> [本文]:
拙句より6句も選句いただき、懇切丁寧なコメントを有難うございます。

今回の旅で名護屋城址に立った時、「兵どもの夢の跡」であることには間違いないが、短順にこの一言で済ますには、あまりにも壮大な一大プロジェクトが展開され、そしてわずか7年でそれは消えてしまったことに強い衝撃に似たものを感じた。あたかも夏の夜空に、おおがかりな仕掛け花火を上げたような感じである。後はただただ疲労とむなしさが残ったのみではなかったかと思う。
現地で乗ったバスの運転手の話では、全国の大名たちが立てた館・陣地の資材・調度は全て国元から運んだと。当時の輸送・インフラを思えば想像を絶する困難な中での建設だったと思う。
横道にそれて失礼しました。

崖抜けての句、当日は穏やかな玄界灘でした。この筑肥線は海まで山が迫る半島を縫うように走っており、トンネルも多い。玄界灘と言えば怒涛をイメージしますが、凪だったので、逆に余計印象が深まりました。

太閤の句、正にど豪い野望でした。

兵どもの句、ご指摘の通りです。梅雨滂沱の如く涙を流した者もいたでしょう。自然は、人間の愚かさを無言のうちに考えさせようと、雨を降らせているようにも感じます。

夏の海の句、半島の先の本丸跡のの高台に立つと、300度見渡せる絶好の位置に天守閣はあった。恐らく、半島にわたる船団、その先の対馬も大きく見えたことでしょう。

二両の句、佐賀平野の田園地帯を二両電車で走っていると、大きな歴史の一コマはあったが、今は何とのどかな平和な事だろうと感慨にふけった。

玄海の島の句、先に記したように半島や島々が浮かんでいる。日が沈むころ夕焼と島々のシルエットが印象的でした。

> [課題 1]: 本文によると、凪いだ玄界灘がかえって深く印象に残ったのはなぜですか。1～3文で説明してください。
本文とこの後に続く行との間には、何の関係もありません。

> [入力データ]:

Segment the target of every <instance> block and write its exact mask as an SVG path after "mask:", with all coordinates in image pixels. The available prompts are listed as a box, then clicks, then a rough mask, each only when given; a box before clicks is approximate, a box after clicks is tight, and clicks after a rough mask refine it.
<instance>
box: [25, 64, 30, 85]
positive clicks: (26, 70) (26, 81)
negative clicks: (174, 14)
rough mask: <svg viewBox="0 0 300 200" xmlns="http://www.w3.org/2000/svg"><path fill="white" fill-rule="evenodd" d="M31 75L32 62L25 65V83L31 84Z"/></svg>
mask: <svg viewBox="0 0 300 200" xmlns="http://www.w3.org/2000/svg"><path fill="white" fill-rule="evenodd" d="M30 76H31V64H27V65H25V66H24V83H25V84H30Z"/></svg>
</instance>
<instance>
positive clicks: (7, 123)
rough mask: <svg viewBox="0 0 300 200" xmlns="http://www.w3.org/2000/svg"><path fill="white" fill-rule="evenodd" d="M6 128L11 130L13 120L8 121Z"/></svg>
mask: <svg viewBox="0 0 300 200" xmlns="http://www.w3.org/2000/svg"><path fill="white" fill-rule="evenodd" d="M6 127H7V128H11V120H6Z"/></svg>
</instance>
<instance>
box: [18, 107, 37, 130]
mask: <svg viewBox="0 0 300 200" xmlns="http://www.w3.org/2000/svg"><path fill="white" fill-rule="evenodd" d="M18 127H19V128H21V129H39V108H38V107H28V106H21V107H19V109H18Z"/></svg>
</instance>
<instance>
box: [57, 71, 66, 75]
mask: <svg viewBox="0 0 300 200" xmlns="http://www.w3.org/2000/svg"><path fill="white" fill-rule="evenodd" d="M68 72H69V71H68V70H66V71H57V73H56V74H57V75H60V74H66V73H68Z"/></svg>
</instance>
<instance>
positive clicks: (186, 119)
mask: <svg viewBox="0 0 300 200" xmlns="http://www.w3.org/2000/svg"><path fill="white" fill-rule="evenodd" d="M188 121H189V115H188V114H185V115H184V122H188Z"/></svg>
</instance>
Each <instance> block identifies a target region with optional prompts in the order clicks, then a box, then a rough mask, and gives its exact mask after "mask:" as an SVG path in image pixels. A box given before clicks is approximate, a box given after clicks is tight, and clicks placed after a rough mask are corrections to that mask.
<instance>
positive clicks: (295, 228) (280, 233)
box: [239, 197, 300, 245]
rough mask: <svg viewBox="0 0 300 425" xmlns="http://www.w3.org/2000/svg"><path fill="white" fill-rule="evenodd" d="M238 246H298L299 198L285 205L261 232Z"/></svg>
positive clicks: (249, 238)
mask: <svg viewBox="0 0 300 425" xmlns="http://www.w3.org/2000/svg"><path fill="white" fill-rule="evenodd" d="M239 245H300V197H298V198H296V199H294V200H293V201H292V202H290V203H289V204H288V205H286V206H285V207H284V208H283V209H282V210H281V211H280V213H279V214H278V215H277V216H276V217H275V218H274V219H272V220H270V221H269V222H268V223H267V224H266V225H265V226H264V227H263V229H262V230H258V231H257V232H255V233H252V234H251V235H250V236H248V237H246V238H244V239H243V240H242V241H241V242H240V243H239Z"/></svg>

> [課題 2]: 文字列"positive"を含む行をすべて示してください。

> [最終回答 1]: 玄界灘といえば怒涛を思い浮かべるものですが、当日は凪で穏やかな海でした。そのため、逆に印象が一層深まりました。

> [最終回答 2]:
positive clicks: (26, 70) (26, 81)
positive clicks: (7, 123)
positive clicks: (186, 119)
positive clicks: (295, 228) (280, 233)
positive clicks: (249, 238)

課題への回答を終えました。